Problem set:
**A)** In the forum thread about the dropped hard drive, what happens when the drive is first plugged in?
**B)** Reproduce the part of the hard-drive forum thread between "## HughGuessWho (Jul" and "SPAM to me.", inclusive.
**C)** Extend the forum thread about the dropped hard drive, starting after its final line.

Page text:
--------------------
If they haven't fixed their hard drive over the past 2 years, I'm sure they'll appreciate the advice.


----------



## HughGuessWho (Jul 18, 2012)

Cannonman said:


> P3 Photography said:
> 
> 
> > I have all my clients photos on this hard drive(I know shame on me for not backing them up) and it was dropped yesterday! It does not register with my computer and makes a funny sound when first plugged in(like the disk spins a couple times and then stops). Any info on how or who to send it to, to retrieve the data? I have looked on line at the "guarantee" places but not sure about that. Some ppl around here say they can TRY to fix it, and the TRY part make me nervous! Any thing that I should NOT do to it?
> ...



Smells like SPAM to me.


----------



## Cannonman (Jul 22, 2012)
--------------------
Provided data:
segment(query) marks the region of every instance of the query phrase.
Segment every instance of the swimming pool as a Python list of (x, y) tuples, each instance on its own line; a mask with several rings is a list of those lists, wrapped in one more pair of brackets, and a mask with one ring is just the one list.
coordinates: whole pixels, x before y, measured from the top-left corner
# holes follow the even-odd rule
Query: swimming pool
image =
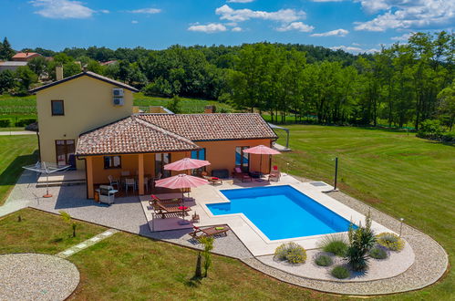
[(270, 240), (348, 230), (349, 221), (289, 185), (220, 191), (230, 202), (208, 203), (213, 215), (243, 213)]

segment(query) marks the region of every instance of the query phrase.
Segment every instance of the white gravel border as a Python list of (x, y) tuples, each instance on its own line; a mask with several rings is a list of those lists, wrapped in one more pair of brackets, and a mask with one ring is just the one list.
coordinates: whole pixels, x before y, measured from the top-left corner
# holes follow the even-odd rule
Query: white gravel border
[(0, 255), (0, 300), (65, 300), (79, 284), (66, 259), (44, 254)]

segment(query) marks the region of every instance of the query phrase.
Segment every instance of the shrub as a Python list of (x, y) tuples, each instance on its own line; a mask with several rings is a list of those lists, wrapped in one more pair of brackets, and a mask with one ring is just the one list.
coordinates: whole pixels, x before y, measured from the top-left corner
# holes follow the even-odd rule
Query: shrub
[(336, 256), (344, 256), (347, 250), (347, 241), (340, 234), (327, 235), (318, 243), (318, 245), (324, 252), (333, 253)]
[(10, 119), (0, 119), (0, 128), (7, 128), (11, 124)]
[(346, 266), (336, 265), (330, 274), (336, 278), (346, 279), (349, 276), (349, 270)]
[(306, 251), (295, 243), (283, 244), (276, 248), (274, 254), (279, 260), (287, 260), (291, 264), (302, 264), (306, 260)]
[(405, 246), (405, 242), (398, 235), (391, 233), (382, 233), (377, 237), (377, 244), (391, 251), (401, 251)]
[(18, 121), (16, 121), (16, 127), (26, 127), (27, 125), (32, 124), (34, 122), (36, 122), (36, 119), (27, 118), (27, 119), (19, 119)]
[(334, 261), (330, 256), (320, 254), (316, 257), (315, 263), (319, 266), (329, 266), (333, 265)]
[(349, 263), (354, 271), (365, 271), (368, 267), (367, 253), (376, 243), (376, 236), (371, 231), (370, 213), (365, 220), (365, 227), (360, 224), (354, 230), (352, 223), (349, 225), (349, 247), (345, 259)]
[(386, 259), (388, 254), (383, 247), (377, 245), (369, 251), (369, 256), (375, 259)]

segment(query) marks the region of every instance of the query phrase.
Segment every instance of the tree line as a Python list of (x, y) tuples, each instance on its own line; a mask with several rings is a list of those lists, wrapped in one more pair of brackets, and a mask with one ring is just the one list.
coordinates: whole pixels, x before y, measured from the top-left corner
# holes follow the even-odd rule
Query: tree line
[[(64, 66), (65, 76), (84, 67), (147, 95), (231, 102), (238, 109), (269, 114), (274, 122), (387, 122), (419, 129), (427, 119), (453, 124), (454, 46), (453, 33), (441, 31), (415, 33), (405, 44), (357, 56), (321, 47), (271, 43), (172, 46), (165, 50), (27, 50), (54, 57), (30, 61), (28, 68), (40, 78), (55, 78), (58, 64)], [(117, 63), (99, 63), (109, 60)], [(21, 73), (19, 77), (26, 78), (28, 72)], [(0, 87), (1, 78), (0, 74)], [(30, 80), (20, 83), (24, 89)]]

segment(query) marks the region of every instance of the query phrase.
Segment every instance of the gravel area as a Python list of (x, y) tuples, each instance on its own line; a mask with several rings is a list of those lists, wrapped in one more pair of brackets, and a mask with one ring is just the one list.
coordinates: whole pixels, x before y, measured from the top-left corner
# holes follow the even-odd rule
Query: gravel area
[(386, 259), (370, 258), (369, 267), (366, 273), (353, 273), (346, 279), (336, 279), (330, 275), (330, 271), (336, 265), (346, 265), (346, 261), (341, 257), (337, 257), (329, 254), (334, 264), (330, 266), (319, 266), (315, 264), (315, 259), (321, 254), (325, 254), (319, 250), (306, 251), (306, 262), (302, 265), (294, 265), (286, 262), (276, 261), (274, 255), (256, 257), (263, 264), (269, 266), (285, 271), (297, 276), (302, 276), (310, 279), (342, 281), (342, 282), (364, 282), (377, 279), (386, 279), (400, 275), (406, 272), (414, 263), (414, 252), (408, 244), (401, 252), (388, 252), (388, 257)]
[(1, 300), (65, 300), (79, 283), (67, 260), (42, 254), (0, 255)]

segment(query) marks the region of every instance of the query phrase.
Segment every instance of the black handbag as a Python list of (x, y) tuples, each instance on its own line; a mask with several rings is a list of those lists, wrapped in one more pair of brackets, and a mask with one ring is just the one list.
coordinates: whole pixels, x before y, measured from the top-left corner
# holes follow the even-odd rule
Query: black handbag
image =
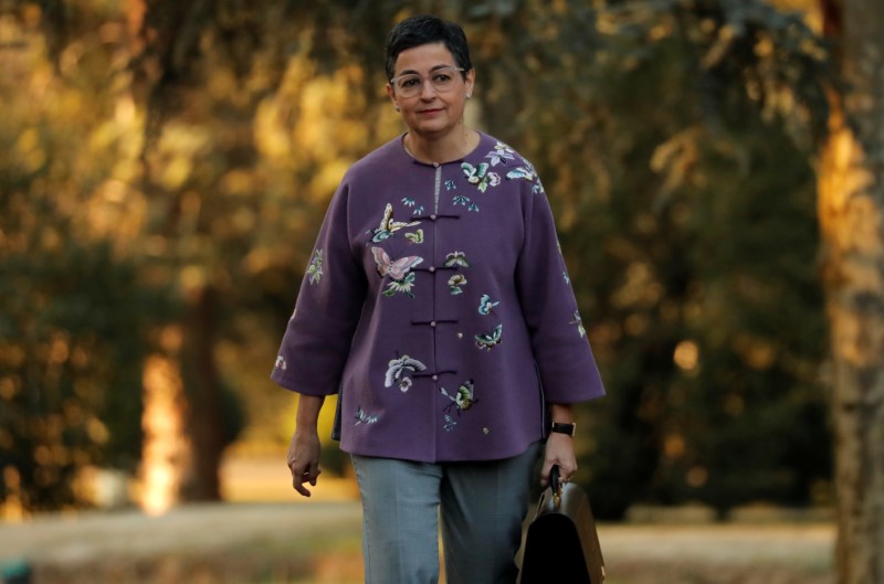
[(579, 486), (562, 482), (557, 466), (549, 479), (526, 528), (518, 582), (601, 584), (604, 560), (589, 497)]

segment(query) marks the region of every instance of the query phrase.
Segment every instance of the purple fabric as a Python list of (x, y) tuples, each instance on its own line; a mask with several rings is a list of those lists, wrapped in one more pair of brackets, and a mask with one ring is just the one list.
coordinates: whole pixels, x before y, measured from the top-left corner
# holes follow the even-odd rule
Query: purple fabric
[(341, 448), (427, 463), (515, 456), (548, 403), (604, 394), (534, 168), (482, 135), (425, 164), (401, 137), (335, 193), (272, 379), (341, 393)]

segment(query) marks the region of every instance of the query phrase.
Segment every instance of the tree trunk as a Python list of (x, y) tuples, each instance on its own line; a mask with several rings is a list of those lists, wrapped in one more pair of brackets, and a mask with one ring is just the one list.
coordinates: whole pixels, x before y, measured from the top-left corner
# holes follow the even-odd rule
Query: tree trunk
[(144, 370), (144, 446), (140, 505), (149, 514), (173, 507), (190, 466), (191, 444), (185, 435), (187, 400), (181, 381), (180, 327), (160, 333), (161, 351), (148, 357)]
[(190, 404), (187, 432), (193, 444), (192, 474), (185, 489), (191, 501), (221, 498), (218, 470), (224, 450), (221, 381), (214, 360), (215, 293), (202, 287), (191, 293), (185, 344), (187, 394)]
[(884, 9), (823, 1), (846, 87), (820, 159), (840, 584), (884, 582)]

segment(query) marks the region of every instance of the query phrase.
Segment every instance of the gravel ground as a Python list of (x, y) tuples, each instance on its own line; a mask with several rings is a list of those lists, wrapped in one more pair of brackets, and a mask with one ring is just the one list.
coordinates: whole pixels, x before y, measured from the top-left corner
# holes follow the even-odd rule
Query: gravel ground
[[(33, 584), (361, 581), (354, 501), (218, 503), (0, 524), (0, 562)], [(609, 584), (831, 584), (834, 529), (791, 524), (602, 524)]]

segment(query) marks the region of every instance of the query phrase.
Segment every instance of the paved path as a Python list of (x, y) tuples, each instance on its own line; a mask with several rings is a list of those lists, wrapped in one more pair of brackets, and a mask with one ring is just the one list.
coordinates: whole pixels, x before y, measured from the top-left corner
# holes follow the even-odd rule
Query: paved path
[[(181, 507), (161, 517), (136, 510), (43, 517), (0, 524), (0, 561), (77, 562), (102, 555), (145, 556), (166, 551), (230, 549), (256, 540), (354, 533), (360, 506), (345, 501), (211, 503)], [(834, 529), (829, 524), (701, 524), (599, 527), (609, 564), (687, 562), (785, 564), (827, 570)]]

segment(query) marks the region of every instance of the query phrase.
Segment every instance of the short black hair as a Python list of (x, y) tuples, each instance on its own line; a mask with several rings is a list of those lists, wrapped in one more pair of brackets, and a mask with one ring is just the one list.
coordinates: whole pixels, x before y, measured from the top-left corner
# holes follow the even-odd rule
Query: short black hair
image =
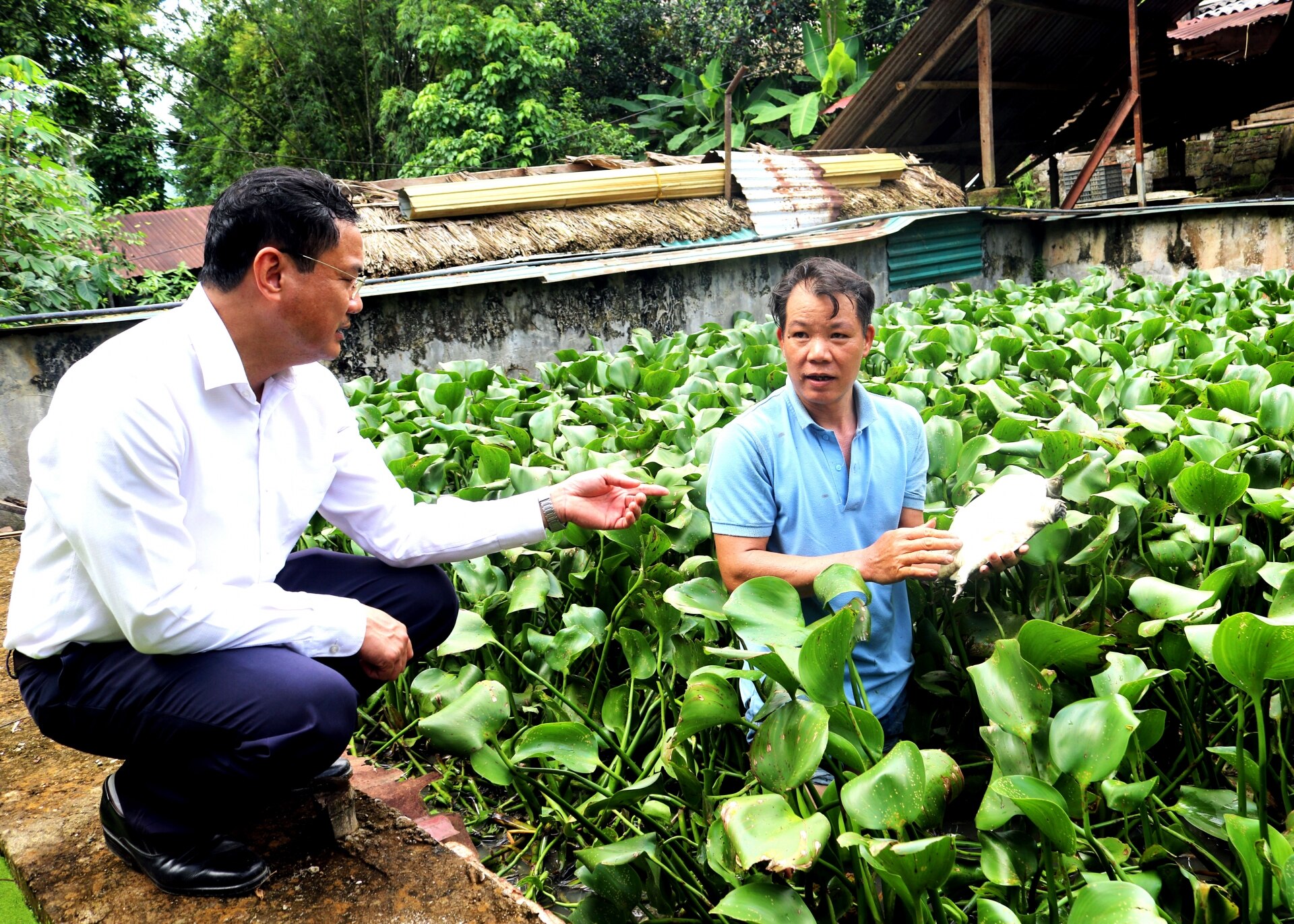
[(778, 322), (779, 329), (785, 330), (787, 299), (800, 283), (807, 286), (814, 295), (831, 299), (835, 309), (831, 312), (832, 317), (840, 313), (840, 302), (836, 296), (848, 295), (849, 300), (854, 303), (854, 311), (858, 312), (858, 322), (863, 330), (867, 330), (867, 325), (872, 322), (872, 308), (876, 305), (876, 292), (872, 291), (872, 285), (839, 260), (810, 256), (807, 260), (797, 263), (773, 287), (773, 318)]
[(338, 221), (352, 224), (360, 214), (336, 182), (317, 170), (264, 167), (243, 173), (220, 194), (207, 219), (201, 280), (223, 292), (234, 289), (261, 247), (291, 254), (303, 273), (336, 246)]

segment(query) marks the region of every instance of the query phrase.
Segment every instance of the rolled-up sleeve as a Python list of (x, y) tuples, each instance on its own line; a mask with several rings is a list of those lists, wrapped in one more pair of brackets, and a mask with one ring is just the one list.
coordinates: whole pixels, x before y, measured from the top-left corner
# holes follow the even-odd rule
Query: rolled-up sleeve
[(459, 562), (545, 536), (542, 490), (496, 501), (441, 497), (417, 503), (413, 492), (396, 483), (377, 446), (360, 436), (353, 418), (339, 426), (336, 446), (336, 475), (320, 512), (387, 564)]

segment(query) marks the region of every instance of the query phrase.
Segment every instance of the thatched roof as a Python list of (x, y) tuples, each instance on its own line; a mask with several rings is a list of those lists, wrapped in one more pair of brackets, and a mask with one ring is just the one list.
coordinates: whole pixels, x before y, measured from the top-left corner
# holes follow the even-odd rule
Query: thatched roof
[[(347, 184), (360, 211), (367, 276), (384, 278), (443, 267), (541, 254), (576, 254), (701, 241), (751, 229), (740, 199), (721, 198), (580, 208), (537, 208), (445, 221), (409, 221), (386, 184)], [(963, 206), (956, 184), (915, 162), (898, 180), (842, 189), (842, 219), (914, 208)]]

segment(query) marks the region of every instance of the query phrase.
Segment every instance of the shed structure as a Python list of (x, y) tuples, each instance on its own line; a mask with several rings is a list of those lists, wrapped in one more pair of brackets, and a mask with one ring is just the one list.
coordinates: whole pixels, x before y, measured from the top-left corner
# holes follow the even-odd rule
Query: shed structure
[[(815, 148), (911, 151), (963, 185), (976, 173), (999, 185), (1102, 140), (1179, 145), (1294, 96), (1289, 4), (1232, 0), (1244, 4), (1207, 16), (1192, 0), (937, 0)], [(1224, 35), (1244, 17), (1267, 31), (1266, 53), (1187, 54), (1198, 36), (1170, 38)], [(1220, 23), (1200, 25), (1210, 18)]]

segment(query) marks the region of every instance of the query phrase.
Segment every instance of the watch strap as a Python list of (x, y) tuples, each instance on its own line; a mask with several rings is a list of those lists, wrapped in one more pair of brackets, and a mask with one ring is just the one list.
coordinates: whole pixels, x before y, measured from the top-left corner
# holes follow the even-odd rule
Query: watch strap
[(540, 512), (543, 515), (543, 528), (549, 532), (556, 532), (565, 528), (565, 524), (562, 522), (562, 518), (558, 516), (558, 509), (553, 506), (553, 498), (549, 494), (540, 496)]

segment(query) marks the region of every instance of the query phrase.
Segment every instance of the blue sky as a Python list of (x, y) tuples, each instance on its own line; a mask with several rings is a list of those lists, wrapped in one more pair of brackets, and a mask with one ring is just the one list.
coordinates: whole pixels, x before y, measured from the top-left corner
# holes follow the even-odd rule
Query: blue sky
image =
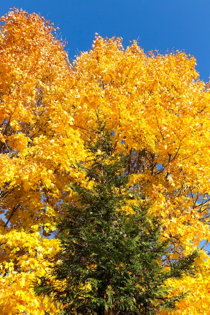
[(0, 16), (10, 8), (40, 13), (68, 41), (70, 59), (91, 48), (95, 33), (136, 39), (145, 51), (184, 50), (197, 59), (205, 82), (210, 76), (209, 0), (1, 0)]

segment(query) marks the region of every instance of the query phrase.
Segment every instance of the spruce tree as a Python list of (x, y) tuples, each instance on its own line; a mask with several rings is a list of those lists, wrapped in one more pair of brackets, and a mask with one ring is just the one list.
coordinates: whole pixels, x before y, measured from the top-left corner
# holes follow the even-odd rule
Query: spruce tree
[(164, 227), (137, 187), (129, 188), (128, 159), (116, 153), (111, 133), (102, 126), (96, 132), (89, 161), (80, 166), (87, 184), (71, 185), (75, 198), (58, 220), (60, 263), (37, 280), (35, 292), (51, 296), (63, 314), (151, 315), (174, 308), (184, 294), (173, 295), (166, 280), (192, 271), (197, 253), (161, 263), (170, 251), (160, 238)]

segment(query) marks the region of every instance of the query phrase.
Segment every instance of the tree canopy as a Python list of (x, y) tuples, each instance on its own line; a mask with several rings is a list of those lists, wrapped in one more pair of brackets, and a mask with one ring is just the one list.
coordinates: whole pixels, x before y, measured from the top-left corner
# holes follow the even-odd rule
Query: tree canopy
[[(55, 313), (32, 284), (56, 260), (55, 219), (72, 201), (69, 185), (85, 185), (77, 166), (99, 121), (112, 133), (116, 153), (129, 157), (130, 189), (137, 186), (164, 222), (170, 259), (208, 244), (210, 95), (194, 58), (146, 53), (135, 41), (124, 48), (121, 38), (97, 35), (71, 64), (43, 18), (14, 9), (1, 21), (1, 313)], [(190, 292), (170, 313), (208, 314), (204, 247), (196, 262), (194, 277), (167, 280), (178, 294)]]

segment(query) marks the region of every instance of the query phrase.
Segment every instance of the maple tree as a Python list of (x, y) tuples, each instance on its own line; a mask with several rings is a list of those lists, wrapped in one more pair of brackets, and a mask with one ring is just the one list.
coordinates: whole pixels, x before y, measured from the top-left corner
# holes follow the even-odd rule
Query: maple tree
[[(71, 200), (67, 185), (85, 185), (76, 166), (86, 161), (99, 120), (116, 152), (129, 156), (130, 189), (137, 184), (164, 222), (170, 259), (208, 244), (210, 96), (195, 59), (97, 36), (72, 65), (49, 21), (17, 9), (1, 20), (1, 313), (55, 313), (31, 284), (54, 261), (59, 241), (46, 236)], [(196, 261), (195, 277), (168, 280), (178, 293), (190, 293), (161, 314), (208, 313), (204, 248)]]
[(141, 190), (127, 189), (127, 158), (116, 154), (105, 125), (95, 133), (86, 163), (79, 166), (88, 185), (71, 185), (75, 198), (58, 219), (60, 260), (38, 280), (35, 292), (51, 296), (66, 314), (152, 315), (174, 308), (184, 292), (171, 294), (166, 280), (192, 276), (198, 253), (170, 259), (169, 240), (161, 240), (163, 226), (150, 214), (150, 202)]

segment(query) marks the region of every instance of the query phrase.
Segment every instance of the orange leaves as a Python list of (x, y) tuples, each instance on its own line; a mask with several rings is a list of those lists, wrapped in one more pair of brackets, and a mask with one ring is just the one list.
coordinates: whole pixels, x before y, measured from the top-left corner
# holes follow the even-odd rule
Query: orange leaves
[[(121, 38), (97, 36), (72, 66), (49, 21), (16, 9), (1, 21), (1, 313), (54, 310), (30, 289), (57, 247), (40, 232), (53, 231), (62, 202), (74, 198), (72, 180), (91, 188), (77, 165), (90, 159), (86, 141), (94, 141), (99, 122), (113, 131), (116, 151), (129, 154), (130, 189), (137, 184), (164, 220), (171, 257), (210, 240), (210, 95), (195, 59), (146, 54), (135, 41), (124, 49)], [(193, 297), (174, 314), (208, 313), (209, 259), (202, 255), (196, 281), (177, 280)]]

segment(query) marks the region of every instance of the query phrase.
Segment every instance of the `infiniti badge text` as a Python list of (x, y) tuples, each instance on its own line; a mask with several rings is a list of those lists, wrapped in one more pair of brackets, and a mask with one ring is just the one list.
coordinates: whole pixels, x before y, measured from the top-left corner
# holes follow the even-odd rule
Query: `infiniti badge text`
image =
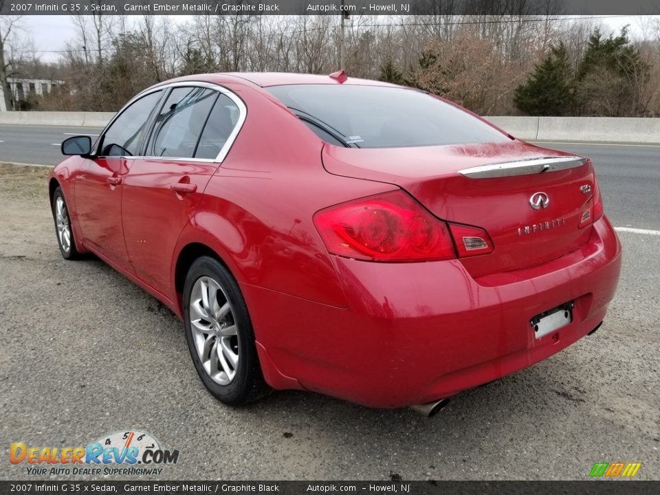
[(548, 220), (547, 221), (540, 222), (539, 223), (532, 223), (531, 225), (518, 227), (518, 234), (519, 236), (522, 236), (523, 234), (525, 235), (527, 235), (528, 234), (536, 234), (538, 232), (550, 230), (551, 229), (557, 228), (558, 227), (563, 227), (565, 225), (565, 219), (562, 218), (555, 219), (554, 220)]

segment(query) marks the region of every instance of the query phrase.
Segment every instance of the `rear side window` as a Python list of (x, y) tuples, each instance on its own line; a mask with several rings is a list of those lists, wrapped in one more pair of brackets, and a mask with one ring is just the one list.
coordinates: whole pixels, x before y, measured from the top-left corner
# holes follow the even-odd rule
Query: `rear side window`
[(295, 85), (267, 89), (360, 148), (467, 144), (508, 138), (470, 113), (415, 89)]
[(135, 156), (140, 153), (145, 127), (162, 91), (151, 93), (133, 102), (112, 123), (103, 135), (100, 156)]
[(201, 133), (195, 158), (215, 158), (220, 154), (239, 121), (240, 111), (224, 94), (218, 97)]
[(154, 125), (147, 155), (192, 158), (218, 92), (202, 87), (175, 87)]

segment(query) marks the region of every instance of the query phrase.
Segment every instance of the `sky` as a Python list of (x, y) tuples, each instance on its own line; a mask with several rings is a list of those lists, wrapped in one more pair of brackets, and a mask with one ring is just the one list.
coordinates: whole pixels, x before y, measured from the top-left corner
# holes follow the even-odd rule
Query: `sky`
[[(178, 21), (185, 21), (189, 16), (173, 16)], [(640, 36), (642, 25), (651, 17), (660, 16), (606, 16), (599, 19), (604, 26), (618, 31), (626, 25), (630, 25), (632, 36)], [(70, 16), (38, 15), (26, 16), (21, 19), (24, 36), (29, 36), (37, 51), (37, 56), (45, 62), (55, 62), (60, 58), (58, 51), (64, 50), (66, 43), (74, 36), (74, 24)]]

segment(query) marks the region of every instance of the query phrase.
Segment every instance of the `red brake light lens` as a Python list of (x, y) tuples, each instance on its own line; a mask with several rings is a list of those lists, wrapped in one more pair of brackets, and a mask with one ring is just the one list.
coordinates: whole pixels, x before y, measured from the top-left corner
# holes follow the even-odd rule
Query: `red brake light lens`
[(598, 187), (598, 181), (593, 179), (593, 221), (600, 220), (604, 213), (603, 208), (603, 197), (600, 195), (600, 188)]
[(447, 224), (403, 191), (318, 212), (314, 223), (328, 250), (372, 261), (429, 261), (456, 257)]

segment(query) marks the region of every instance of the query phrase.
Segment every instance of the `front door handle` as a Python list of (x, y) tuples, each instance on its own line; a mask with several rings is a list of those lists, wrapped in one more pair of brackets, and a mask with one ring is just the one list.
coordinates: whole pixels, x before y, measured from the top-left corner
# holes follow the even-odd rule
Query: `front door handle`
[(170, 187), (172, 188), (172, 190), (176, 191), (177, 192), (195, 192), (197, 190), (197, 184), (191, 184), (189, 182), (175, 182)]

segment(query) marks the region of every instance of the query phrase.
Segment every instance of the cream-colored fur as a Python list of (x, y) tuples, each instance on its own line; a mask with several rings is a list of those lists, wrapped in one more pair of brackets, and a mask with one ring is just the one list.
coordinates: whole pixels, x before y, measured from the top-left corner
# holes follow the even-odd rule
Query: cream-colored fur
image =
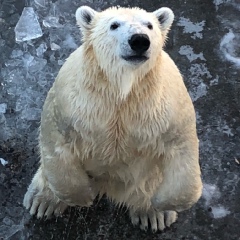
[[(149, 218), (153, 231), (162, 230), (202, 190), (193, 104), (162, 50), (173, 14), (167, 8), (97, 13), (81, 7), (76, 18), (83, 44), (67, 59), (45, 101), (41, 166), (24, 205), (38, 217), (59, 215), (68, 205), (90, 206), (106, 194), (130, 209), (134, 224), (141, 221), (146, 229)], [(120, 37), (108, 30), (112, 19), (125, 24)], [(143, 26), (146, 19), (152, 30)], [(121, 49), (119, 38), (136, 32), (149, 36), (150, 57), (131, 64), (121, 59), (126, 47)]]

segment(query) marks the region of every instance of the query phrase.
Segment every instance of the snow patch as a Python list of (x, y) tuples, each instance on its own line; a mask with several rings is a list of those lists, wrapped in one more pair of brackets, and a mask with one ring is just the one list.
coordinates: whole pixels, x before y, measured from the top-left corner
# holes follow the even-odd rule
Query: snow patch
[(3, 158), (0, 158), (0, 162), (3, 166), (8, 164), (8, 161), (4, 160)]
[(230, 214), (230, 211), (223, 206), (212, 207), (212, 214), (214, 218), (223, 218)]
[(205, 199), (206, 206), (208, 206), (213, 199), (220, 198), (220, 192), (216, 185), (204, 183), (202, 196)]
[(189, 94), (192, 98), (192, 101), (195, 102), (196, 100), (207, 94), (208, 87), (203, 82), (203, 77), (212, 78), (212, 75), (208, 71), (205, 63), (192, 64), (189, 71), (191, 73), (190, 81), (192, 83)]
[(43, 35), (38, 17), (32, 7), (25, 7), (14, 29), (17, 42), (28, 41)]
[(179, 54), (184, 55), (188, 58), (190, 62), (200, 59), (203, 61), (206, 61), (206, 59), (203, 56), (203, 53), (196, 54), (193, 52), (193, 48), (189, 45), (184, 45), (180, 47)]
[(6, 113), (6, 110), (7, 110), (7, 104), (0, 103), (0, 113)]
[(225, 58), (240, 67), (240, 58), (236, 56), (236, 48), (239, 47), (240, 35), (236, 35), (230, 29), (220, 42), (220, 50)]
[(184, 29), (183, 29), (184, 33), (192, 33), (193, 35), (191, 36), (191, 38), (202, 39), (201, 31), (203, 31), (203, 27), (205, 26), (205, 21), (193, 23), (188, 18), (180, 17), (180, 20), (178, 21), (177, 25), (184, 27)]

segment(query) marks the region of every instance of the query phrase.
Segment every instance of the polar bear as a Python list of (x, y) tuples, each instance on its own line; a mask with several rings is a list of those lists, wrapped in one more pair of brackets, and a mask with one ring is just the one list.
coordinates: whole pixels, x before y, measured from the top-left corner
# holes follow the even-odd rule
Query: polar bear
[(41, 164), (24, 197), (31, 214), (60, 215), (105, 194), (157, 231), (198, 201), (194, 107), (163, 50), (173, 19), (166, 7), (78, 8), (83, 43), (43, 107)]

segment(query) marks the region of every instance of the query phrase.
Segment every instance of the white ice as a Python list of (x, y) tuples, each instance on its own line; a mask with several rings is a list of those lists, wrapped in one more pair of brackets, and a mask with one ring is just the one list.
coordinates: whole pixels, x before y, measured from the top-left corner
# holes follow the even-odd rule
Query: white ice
--------------------
Answers in order:
**A)** It makes a funny sound, as if the disk spins a couple of times and then stops, and it does not register with the computer.

**B)**
## HughGuessWho (Jul 18, 2012)

Cannonman said:


> P3 Photography said:
> 
> 
> > I have all my clients photos on this hard drive(I know shame on me for not backing them up) and it was dropped yesterday! It does not register with my computer and makes a funny sound when first plugged in(like the disk spins a couple times and then stops). Any info on how or who to send it to, to retrieve the data? I have looked on line at the "guarantee" places but not sure about that. Some ppl around here say they can TRY to fix it, and the TRY part make me nervous! Any thing that I should NOT do to it?
> ...



Smells like SPAM to me.

**C)**
HughGuessWho said:


> Cannonman said:
> 
> 
> > P3 Photography said:
> ...




Just ran across the thread and thought I would share my experience.  Maybe someone else will need the advice


----------



## KmH (Jul 22, 2012)

HughGuessWho said:


> Smells like SPAM to me.


No links were posted so that makes it pretty hard to call it SPAM. No doubt, digging up a nearly 2 year old thread, rather than just starting a new one is pretty poor netiquette, and a very common SPAMmer tactic.

But FWIW, Cannons go boom, and Canons go click.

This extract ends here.